▶ [RECORDS FOR THIS TASK]:
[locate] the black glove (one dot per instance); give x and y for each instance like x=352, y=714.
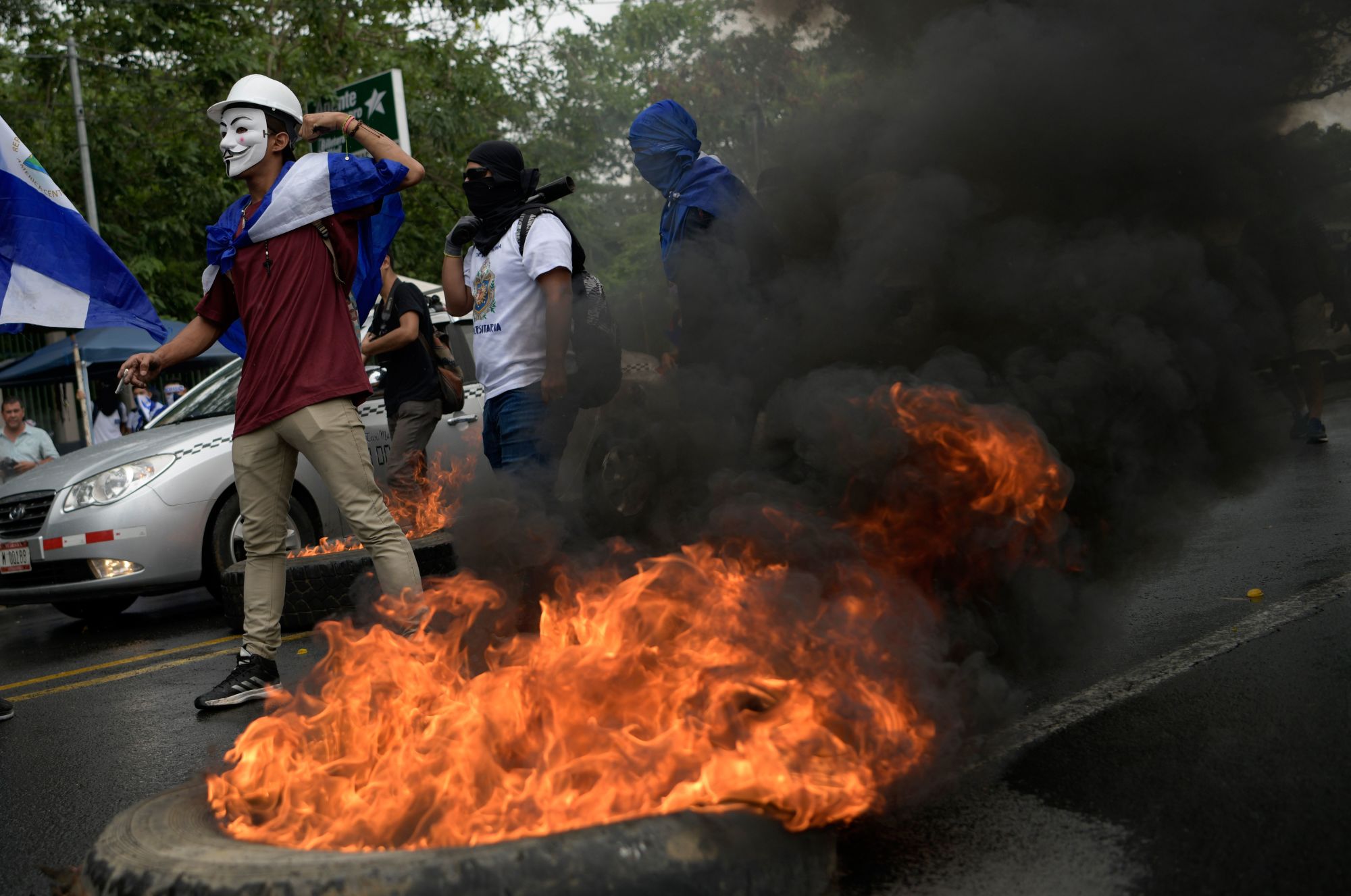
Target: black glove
x=461, y=234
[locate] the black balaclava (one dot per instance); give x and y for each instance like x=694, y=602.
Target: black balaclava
x=498, y=201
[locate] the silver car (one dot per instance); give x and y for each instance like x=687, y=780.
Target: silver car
x=157, y=510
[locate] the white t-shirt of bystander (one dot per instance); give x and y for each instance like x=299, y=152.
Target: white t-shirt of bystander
x=510, y=304
x=107, y=427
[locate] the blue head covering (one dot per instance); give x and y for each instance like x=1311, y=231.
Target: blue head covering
x=665, y=140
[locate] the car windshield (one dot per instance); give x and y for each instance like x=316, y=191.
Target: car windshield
x=213, y=397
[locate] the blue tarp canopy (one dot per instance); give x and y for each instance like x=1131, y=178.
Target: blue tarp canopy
x=103, y=348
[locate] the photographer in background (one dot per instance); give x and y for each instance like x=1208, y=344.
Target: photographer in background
x=401, y=338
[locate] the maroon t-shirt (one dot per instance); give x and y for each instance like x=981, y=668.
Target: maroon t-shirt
x=302, y=344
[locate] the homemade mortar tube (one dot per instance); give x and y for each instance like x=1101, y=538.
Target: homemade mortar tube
x=172, y=844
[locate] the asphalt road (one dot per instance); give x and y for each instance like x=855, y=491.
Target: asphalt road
x=1230, y=775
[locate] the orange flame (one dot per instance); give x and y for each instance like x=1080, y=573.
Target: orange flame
x=719, y=675
x=419, y=516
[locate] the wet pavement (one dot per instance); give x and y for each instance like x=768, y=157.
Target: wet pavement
x=1230, y=776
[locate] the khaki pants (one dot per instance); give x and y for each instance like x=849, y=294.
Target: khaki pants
x=333, y=439
x=410, y=429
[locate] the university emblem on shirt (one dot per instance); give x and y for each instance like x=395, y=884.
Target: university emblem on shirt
x=486, y=290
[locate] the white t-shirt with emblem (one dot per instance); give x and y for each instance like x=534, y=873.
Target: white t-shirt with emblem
x=510, y=304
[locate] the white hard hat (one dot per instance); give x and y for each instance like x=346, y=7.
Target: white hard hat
x=260, y=90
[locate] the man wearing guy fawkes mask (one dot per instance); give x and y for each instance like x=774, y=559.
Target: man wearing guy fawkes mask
x=522, y=300
x=282, y=259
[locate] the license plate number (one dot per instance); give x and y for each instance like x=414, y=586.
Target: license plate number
x=14, y=558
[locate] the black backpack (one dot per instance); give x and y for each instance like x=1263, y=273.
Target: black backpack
x=595, y=332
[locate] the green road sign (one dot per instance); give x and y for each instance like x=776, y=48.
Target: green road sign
x=378, y=101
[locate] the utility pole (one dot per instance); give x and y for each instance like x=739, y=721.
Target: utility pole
x=91, y=208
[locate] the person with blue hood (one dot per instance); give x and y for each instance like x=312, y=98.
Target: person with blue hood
x=717, y=243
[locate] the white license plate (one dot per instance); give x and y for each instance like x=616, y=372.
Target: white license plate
x=14, y=558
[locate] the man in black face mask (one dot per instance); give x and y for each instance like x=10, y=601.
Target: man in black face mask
x=522, y=300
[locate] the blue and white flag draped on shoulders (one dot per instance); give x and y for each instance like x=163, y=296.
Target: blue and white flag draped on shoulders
x=310, y=189
x=55, y=270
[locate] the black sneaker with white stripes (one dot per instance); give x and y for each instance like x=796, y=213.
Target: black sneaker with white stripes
x=253, y=679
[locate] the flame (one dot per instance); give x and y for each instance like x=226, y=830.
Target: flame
x=419, y=516
x=725, y=674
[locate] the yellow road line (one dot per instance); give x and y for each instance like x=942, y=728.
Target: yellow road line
x=144, y=670
x=109, y=666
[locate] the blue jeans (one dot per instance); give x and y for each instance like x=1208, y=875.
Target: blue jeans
x=525, y=433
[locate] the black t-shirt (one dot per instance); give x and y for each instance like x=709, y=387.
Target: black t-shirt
x=409, y=370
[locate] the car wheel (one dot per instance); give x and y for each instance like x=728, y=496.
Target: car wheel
x=321, y=586
x=95, y=609
x=172, y=844
x=621, y=482
x=226, y=540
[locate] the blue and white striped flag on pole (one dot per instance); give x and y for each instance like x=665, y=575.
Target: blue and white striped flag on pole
x=55, y=270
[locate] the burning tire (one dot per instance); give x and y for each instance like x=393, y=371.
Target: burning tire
x=321, y=586
x=621, y=479
x=171, y=844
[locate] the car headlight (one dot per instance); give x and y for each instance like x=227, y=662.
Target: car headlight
x=117, y=483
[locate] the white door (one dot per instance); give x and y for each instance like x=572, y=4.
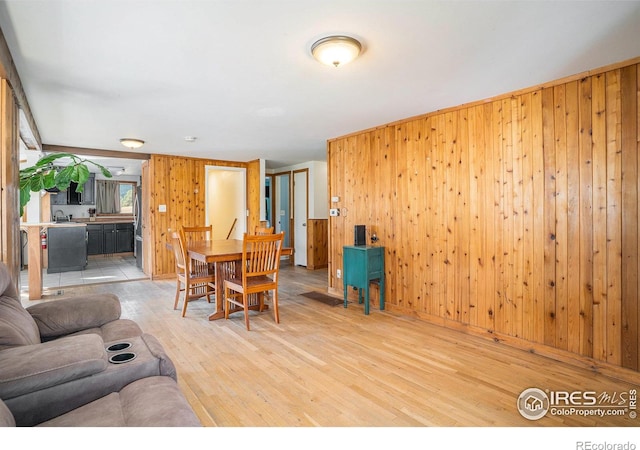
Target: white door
x=300, y=213
x=226, y=201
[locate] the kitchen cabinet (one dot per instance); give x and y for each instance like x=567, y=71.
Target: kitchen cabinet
x=124, y=237
x=71, y=197
x=95, y=239
x=67, y=249
x=107, y=238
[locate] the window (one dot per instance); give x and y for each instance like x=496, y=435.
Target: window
x=115, y=197
x=127, y=194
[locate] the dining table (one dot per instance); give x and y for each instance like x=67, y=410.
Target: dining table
x=224, y=254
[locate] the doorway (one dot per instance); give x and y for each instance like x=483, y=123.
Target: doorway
x=300, y=215
x=226, y=201
x=282, y=215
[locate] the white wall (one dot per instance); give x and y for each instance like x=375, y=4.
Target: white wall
x=226, y=201
x=318, y=186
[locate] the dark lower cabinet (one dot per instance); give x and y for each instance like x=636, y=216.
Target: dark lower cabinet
x=109, y=243
x=124, y=237
x=67, y=249
x=107, y=238
x=95, y=240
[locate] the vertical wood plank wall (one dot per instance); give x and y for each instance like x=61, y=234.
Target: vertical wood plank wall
x=9, y=180
x=516, y=216
x=179, y=183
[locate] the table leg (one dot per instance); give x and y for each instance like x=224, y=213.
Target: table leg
x=366, y=299
x=221, y=271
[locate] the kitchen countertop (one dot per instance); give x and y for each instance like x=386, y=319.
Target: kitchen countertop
x=86, y=221
x=52, y=224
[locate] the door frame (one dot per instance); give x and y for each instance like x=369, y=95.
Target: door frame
x=243, y=194
x=306, y=212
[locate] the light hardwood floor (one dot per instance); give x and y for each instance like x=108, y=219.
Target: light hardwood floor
x=331, y=366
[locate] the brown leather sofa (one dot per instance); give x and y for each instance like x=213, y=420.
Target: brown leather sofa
x=74, y=361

▶ [ASSIGNMENT]:
Make an exact copy of every record, pictures excluded.

▶ [EXERCISE ANSWER]:
[locate] the black glove (one dot per instance); give x and y for each instance like x=352, y=714.
Target: black glove
x=461, y=234
[locate] the black balaclava (one dot per instance); give x and y for each instance like x=694, y=602.
Target: black balaclava
x=498, y=201
[locate] the silver car (one dot per instance); give x and y for each instance like x=687, y=780.
Target: silver car
x=157, y=510
[locate] the white t-shirt of bystander (one dot per instance); give x and y for each instance like x=299, y=152.
Target: white t-shirt of bystander
x=510, y=304
x=107, y=427
[locate] the blue head covering (one dot per instance); give x and y for each instance like x=1311, y=231.
Target: blue head covering
x=665, y=140
[locate] the car windshield (one dot per instance); give x and y for each instance like x=316, y=191.
Target: car windshield
x=213, y=397
[locate] the blue tarp canopy (one dot per instance); give x and y for each instance like x=1131, y=178.
Target: blue tarp canopy
x=103, y=348
[locate] the photographer in background (one dot per instance); give x and y for each instance like x=1208, y=344.
Target: photographer in background
x=401, y=338
[locate] the maroon t-shirt (one dot per instance); give x and y for each instance like x=981, y=668.
Target: maroon t-shirt
x=302, y=344
[locate] the homemade mortar tube (one dot per instance); give x and y for each instance like x=1101, y=538.
Target: homemade mortar tube
x=172, y=844
[locate] the asphalt road (one dot per instance); give x and y for each instance like x=855, y=491.
Target: asphalt road
x=1230, y=775
[locate] the orange flame (one dot per instance); give x and y for each instance like x=1080, y=573.
Target: orange flame
x=719, y=675
x=419, y=516
[locate] the wet pavement (one dot per instance); give x and y for each instance like x=768, y=157.
Target: wet pavement
x=1230, y=776
[locate] the khaki pants (one dot per instance); give x and y for each instance like x=849, y=294.
Target: khaki pants
x=333, y=439
x=410, y=429
[locate] the university emblem on shirt (one dot per instance); give x and y for each instance like x=395, y=884.
Target: university emblem on shirt
x=486, y=290
[locate] the white t-shirt with emblem (one dot per instance); give x and y for each instance like x=534, y=873.
Target: white t-shirt with emblem
x=510, y=304
[locate] the white hard hat (one dot per instance); give x and y for each instance like x=346, y=7.
Target: white hard hat
x=260, y=90
[locate] the man wearing guy fawkes mask (one dot per instance); give x and y for each instance like x=774, y=559.
Target: man wearing guy fawkes mask
x=522, y=300
x=282, y=259
[locate] the license plate number (one dot per instance); give x and y for each instance like x=414, y=586.
Target: license plate number
x=14, y=558
[locate] the black backpack (one dot per instance); give x and y for each instance like x=1263, y=273.
Target: black backpack
x=595, y=332
[locate] the green road sign (one dot per instance); give x and y for each instance like x=776, y=48.
Target: green road sign
x=378, y=101
[locate] the utility pole (one dot per instance); give x and y for each instance like x=739, y=721.
Target: utility pole
x=91, y=208
[locate] the person with blue hood (one dot per instance); give x and y for each instance like x=312, y=98.
Target: person with blue hood
x=717, y=243
[locate] the white license plate (one dot per instance); give x and y for each instance like x=616, y=372.
Target: white license plate
x=14, y=558
[locate] the man in black face mask (one dot per instance); give x and y for each instance like x=10, y=601.
Target: man in black face mask
x=522, y=300
[locate] the blue and white flag draped on shoulders (one dot per instance); give x and y for each instance like x=163, y=296.
Target: blue and white flag draped on shoulders
x=310, y=189
x=55, y=270
[locate] the black sneaker with white stripes (one dot per instance); give x and y for each instance like x=796, y=213.
Target: black sneaker with white stripes
x=253, y=679
[locate] the flame (one dot per instance); give x and y for each instance like x=226, y=830.
Target: flame
x=419, y=516
x=725, y=674
[locate] the yellow road line (one dot per instance); give x and y for each instance like x=942, y=728.
Target: yellow road line
x=144, y=670
x=109, y=666
[locate] the blue jeans (one dot per instance); give x and y for each instance like x=1208, y=875.
Target: blue jeans
x=525, y=433
[locate] the black t-shirt (one dot per instance); give x and y for each instance like x=709, y=387.
Target: black t-shirt
x=409, y=370
[locate] the car wheel (one dot per instance); give x and y for each instance like x=728, y=496.
Target: car wheel
x=321, y=586
x=95, y=609
x=172, y=844
x=621, y=482
x=226, y=540
[locate] the blue and white striped flag on pole (one dot per instance); give x and y for each instance like x=665, y=575.
Target: blue and white striped flag on pole
x=55, y=270
[locate] the burning tire (one dot per instance); give x and y for each instance like x=393, y=371.
Target: burning tire
x=321, y=586
x=621, y=479
x=171, y=844
[locate] the car headlight (one dot per instance); give x and y for each instance like x=227, y=662.
Target: car headlight
x=117, y=483
[locate] the white door (one dot per instance); give x and y for each instance like x=572, y=4.
Target: white door
x=300, y=213
x=226, y=201
[locate] the kitchen cabinet (one dot per instance); give x and y for each instance like x=567, y=71.
Target: kitchen cabinet
x=124, y=237
x=71, y=197
x=95, y=239
x=67, y=249
x=107, y=238
[locate] the window (one dot per instance); give x and y for each instance like x=496, y=435.
Target: window
x=115, y=197
x=127, y=194
[locate] the dining table (one dot per instance); give x and y for each instance like x=67, y=410.
Target: dining table
x=224, y=254
[locate] the doorway (one dot per instance); give x and y for each instance like x=483, y=123.
Target: doorway
x=300, y=215
x=226, y=201
x=282, y=215
[locate] the white wall (one dot per instance); give x and y for each instance like x=375, y=4.
Target: white wall
x=226, y=201
x=318, y=186
[locate] the dark lower cabinet (one dot per instance); give x and y for each instance like x=636, y=216.
Target: dark lower cabinet
x=109, y=243
x=124, y=237
x=67, y=249
x=107, y=238
x=95, y=240
[locate] the vertical wood plank wall (one dot per instance); give x and y for each instance like x=61, y=234.
Target: vertical wood plank wall
x=9, y=180
x=516, y=216
x=179, y=183
[locate] the table leg (one dot per instance); give x and y for each instance like x=224, y=213.
Target: table leg
x=366, y=299
x=221, y=271
[locate] the kitchen countertop (one dot per instance); give x and y for each instance like x=386, y=319.
Target: kitchen countertop
x=86, y=221
x=52, y=224
[locate] the door frame (one dot per instance); give x and y for each instance like x=369, y=95.
Target: door frame
x=243, y=194
x=306, y=212
[locate] the light hardwood floor (one dot per instance); give x and y for each instance like x=108, y=219.
Target: light hardwood floor
x=331, y=366
[locate] the brown leather sofa (one dot per instance); give x and y for each instance like x=213, y=420.
Target: brown leather sofa
x=74, y=361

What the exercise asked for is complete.